**ДАННЫЙ ОТРЫВОК:**
"""
Журналисты, работающие над документальным фильмом, могут предварительно сориентировать своего героя о характере будущих съемок, психологически подготовить его, сделать несколько дублей, чтобы отобрать лучший, наконец, воспользоваться скрытой камерой. Наша творческая группа лишена этого, зато у нас есть одно преимущество, дорогого стоящее: атмосфера сопереживания. Она может возникнуть в зрительном зале только при непосредственном восприятии событий. Ею и жива наша передача. Эту атмосферу нельзя отрепетировать, воспроизвести в дублях — тогда все мгновенно улетучится, растворится, исчезнет. Она хрупка и сильна одновременно. Сильна тем эмоциональным импульсом, который посылает в эфир. Критик В. Туликова писала, что телезрители передачи «От всей души», проходившей на Реутовской прядильной фабрике, испытали состояние катарсиса, очищения (журнал «Телевидение и радиовещание», 1974, № 7). Приношу извинения, что цитирую столь высокие отзывы в адрес нашей передачи. Постараюсь быть объективной и не ограничиваться только положительными оценками. Но о «счастливых минутах истинного сопереживания» говорили многие, говорили подробно. Можно сказать, был проведен не только анализ цикла, но и вскрыта его анатомия.
Постепенно о нас стали писать реже. Интерес прессы угасал, а меня обуревали сомнения и противоречия. Некоторые из них — плод собственных раздумий, другие — следствие дошедших до меня отзывов и, наконец, мои личные впечатления от просмотра видеозаписей.
Видеозапись дает возможность видеть себя со стороны. Даже не знаю, когда волнуюсь больше — во время записи или во время просмотра. Если скажу, что самый взыскательный и требовательный критик моей работы я сама, это будет правда и вместе с тем неправда.
Леонтьева по ту сторону экрана лишена возможности самоконтроля в той мере, как это может делать Леонтьева, находящаяся по эту, зрительскую, сторону. Но просто зрителем я быть не могу, так как субъективна, и субъективна во всем — как в критике ведущей, так и в защите ее от критики. Все недостатки я вижу, подмечаю, вероятно, куда острее, чем другие. Чувствую малейшую фальшь, пустые, холодные интонации, «спрятанные» за ремесло, вычисляю меру самоограничения в выборе внешних выразительных средств, не нахожу себе места, когда ее превышаю. Проверяю реакцию зрительного зала: ведь со сцены я не могу заглянуть в глаза зрителей, со сцены я не вижу, а только слышу, как реагирует зал, слышу смех, шум, аплодисменты, тишину… А тишина бывает разной — тишина сопричастности, тишина волнения, но есть и вежливая, холодная тишина равнодушия.
Со сцены легко обмануться. А вот крупные планы зрителей в зале, которые видишь на экране, не обманут. Хорошо, когда находишь подтверждение обратной связи с залом. Но если видишь, что ты ее слишком активно и энергично добиваешься? Тогда появляется чувство досады, а порой и неуверенность в себе. Тут-то и срабатывает защитная реакция, начинается диалог — Леонтьева против Леонтьевой. Я сомневаюсь, спорю, утверждаюсь в своей правоте, снова колеблюсь и снова обретаю веру.
"""
**ЗАДАНИЕ 1:** На какой фабрике, согласно отрывку, проходила передача «От всей души», о зрителях которой писала критик В. Туликова?
**ЗАДАНИЕ 2:** Объясните, пожалуйста, опираясь на отрывок, почему атмосферу сопереживания нельзя отрепетировать или воспроизвести в дублях.
Записи здесь никакой роли не играют.

**НАБОР ЗАПИСЕЙ:**
"""
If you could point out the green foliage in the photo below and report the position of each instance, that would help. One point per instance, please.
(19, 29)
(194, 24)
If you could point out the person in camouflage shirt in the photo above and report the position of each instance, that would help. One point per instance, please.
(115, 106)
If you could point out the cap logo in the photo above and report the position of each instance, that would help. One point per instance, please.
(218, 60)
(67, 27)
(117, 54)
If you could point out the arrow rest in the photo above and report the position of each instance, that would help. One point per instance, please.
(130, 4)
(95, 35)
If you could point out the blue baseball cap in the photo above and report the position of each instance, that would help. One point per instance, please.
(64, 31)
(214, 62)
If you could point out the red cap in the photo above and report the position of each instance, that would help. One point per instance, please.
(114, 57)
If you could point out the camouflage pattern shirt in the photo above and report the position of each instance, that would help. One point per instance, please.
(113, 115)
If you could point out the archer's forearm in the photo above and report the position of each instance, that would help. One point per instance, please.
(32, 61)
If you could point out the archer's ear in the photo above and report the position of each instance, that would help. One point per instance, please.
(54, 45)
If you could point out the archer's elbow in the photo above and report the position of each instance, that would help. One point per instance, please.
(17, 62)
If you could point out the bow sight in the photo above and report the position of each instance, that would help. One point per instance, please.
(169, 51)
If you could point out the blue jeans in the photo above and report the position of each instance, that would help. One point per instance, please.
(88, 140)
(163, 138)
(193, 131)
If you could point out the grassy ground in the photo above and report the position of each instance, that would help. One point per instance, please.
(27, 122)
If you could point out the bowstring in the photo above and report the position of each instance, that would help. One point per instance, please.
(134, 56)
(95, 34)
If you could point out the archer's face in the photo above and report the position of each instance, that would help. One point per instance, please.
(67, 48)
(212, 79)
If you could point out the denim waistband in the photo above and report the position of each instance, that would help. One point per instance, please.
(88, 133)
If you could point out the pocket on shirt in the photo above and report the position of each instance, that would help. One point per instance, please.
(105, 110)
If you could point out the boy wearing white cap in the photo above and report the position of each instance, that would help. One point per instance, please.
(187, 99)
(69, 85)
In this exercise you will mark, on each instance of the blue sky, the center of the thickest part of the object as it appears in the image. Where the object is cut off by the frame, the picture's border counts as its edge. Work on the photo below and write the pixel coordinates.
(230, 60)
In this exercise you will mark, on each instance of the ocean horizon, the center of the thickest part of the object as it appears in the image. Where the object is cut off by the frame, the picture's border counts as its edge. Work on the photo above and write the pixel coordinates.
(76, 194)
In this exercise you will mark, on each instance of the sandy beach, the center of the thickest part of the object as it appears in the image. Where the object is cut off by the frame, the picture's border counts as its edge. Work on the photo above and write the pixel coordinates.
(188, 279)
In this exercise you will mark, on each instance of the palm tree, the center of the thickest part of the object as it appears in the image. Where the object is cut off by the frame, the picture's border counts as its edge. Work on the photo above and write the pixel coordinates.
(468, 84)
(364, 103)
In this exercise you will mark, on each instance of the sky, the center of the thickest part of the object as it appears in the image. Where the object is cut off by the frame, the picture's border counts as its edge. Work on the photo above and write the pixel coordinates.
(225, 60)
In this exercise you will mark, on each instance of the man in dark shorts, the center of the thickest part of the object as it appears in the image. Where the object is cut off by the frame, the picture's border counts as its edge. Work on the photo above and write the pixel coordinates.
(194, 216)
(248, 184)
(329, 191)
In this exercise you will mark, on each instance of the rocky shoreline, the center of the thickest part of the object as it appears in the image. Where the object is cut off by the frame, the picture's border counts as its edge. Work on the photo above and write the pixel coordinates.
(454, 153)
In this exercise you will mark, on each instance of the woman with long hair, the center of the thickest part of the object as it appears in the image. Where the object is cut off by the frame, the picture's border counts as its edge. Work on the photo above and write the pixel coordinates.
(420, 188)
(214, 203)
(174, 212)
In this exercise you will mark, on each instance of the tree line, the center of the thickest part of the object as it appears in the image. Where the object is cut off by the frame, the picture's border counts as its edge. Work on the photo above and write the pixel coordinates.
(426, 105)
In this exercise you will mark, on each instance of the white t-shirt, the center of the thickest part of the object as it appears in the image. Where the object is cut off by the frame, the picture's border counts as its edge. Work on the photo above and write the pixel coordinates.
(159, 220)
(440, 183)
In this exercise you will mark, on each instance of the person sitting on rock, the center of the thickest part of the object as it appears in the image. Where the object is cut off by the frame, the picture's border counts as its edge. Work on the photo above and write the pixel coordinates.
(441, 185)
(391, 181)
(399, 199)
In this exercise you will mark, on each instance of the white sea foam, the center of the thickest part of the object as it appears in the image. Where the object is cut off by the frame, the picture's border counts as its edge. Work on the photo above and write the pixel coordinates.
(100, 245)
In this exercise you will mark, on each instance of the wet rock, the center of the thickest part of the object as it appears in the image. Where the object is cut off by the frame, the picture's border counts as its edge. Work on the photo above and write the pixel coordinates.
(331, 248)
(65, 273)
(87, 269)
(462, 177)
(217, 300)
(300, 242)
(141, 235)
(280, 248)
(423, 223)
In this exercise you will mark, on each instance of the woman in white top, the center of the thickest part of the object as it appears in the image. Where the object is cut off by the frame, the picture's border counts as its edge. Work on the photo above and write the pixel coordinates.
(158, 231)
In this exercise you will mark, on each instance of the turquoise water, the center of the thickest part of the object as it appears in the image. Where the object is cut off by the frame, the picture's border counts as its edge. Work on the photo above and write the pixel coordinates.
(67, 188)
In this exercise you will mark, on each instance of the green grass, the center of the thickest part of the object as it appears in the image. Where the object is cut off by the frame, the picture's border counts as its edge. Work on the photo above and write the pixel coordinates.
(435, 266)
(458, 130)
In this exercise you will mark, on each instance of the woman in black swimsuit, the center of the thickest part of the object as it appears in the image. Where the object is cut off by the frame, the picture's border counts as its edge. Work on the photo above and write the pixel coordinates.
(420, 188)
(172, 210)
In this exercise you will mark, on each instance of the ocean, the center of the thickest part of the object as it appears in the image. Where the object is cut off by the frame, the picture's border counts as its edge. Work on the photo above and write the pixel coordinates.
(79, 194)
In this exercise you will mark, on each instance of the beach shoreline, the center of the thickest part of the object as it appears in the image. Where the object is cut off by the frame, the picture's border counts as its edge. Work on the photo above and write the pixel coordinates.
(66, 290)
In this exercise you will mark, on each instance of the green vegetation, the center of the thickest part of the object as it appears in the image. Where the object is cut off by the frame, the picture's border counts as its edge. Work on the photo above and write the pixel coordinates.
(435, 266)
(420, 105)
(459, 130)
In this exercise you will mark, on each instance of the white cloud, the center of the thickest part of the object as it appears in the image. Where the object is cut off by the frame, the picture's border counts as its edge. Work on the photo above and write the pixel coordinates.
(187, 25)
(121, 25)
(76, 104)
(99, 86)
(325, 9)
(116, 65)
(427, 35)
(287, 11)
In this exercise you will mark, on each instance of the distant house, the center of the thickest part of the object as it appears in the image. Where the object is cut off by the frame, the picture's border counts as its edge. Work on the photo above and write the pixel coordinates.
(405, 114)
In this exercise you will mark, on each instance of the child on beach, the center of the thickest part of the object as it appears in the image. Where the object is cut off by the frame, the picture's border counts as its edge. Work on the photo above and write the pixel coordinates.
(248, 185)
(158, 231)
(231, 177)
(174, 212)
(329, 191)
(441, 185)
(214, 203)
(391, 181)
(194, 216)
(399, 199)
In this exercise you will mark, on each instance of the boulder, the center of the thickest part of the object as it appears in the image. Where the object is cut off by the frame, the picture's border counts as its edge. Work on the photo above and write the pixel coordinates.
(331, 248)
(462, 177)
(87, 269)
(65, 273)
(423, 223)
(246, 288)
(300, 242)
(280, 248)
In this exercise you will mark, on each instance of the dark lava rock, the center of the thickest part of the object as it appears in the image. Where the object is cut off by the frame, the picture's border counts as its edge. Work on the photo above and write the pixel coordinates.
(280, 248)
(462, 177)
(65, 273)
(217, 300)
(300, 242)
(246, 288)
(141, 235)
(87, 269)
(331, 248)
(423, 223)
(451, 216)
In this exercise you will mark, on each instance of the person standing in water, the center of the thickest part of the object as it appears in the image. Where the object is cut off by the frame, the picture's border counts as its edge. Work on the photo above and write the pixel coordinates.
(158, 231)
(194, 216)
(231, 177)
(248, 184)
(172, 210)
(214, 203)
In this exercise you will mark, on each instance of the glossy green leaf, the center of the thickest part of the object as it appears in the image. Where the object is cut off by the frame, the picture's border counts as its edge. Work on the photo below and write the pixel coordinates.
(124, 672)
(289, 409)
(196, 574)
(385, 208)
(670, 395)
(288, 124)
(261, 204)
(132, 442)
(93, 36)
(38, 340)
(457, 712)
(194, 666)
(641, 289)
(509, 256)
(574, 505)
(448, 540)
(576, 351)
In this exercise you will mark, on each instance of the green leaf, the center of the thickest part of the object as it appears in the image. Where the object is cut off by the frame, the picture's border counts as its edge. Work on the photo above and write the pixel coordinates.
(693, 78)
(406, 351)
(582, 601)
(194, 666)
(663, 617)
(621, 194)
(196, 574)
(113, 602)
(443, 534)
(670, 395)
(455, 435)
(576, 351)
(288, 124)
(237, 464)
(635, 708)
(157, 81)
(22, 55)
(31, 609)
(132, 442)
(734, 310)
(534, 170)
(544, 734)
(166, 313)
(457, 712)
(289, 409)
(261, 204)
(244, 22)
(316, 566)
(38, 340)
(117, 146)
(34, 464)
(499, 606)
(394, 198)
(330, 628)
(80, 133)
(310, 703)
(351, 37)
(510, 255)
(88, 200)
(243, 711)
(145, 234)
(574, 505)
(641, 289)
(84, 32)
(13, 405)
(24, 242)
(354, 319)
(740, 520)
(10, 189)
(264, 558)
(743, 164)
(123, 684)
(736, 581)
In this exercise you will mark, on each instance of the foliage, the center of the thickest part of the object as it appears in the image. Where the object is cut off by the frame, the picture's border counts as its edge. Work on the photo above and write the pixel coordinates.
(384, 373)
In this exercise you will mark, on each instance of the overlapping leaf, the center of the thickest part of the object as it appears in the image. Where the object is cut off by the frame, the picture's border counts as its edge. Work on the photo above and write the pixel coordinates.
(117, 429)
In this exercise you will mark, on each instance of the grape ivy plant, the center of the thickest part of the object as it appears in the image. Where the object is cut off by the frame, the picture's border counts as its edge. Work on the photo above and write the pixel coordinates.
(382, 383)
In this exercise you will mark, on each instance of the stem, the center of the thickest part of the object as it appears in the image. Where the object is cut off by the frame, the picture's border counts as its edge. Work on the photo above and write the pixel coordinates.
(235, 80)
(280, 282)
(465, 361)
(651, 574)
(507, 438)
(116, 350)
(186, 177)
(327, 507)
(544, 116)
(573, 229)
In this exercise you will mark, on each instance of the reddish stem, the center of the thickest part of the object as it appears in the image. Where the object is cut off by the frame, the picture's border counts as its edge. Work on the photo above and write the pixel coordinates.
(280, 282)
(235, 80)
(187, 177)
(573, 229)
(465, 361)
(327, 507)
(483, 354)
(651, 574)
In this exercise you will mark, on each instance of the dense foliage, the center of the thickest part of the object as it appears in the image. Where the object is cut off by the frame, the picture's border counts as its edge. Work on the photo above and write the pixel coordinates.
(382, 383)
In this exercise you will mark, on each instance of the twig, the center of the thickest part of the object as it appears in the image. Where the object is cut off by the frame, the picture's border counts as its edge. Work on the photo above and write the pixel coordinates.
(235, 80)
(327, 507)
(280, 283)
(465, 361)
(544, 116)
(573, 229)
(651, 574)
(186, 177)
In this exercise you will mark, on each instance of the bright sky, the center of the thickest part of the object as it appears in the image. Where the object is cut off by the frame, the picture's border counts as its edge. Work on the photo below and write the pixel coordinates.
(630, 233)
"""
**ПРАВИЛЬНЫЙ ОТВЕТ 1:** На Реутовской прядильной фабрике.

**ПРАВИЛЬНЫЙ ОТВЕТ 2:** Эта атмосфера может возникнуть в зрительном зале только при непосредственном восприятии событий. Если её репетировать или повторять в дублях, она мгновенно улетучится и исчезнет.